▶ Selected passage
Single by The Cribs

from the album Ignore the Ignorant
- B-side: "Curse This English Rain"; ; "So Hot Now"; "Cheat on Me" (live in Manchester); ; "We Were Aborted" (live in Manchester); ;
- Released: 31 August 2009
- Recorded: Los Angeles, California
- Genre: Indie rock; alternative rock;
- Length: 3:24
- Label: Wichita Recordings (UK, Ireland)
- Songwriter(s): Gary Jarman; Ross Jarman; Ryan Jarman; Johnny Marr;
- Producer(s): Nick Launay

The Cribs singles chronology
| "I'm a Realist" (2008) | "Cheat on Me" (2009) | "We Share the Same Skies" (2009) |

= Cheat on Me (The Cribs song) =

"Cheat on Me" arrived in August 2009 as the first single taken from the fourth studio album by British indie rock band the Cribs. The song provided listeners with the first batch of new material from the four-piece incarnation of the band, with the Smiths and Modest Mouse guitarist Johnny Marr an addition the year previous, later finding release on fourth LP Ignore the Ignorant in September 2009.

▶ Written task 1
In the "Cheat on Me" article above, turn the paragraph starting "\"Cheat on Me\" arrived in August 2009" into a short bulleted list that keeps its main facts.
▶ Written task 2
Using the "Cheat on Me" article above, answer each question below.
(a) Who produced the single?
(b) Where was it recorded?
(c) Which single came after it in the band's singles chronology?
▶ Written task 3
Continue the "Cheat on Me" article above with a further paragraph.

▶ Rows
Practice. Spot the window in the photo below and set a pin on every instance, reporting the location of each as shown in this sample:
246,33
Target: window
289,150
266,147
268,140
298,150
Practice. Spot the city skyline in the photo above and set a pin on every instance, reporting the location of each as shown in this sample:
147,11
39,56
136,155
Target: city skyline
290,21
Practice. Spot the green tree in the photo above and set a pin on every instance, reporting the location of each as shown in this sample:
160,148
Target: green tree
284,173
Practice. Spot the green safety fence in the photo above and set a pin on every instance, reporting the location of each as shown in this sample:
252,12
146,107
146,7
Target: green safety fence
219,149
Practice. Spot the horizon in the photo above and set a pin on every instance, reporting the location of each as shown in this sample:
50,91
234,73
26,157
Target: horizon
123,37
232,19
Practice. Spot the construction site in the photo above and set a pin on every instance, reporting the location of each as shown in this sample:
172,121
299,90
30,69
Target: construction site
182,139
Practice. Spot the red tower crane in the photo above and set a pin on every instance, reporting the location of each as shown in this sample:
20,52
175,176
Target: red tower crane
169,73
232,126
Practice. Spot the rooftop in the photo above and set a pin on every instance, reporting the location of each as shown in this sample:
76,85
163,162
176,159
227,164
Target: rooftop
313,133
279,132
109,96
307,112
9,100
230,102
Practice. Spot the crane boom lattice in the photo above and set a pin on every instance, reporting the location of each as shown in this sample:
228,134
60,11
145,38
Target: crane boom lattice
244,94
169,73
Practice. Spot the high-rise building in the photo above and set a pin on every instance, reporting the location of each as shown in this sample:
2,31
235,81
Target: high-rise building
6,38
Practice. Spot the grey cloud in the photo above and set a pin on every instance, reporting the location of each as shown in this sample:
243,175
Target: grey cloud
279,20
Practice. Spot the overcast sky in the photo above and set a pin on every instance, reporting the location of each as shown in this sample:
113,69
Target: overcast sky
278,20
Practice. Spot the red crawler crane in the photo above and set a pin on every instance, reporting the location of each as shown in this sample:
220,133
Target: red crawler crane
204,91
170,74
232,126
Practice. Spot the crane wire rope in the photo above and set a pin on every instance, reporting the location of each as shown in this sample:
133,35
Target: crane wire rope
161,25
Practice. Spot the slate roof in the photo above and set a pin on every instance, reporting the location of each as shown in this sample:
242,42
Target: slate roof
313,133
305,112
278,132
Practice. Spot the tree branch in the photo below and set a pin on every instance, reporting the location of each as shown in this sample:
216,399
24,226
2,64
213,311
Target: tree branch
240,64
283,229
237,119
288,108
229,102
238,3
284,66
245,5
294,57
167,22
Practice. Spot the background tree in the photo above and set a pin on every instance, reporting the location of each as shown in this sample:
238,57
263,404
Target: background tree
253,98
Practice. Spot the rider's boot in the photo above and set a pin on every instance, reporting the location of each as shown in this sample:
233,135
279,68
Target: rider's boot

▶ Task output 1
- Released in August 2009 as the first single from the Cribs' fourth studio album
- The Cribs are a British indie rock band
- It was the first new material from the band's four-piece lineup
- Johnny Marr, guitarist for the Smiths and Modest Mouse, had joined the year before
- The song was later released on the fourth LP, Ignore the Ignorant, in September 2009

▶ Task output 2
(a) Nick Launay
(b) Los Angeles, California
(c) "We Share the Same Skies" (2009)

▶ Task output 3
Recorded and mixed at Seedy Underbelly Studio in Laurel Canyon, Los Angeles, California with producer Nick Launay, the song received additional treatment at British Grove Studio, London, United Kingdom.

==Physical release==
The song received a physical release in numerous forms, through two seven-inch records and a CD single, as well as digital download. Frequent band collaborator Nick Scott designed the sleeve, whereas Autumn de Wilde provided band photography for one of the releases. The first vinyl included a band photograph as an A3 poster, with the second a clear-coloured release. Catalogue numbers 'WEBB221S', 'WEBB221SX' and 'WEBB221SCD'.

==B-sides==
"Curse This English Rain" and "So Hot Now", the CD single and seven inch vinyl one B-sides, came from the same sessions as the rest of the album, with additional recording completed at Mastan Music, Portland, Oregon by Jeremy Wilson. "So Hot Now" went on to feature as a split single with Portland band the Thermals on Kill Rock Stars in March 2010, with Gary Jarman on guitar and Ryan Jarman on bass duties. The live versions of "Cheat on Me" and "We Were Aborted" come from Live at the Ritz, an album recorded in Manchester on 5 and 6 February 2009 by Jim Spencer.

==Miscellaneous==
The band released an accompanying video with the song, reaching number eighty on the British singles chart.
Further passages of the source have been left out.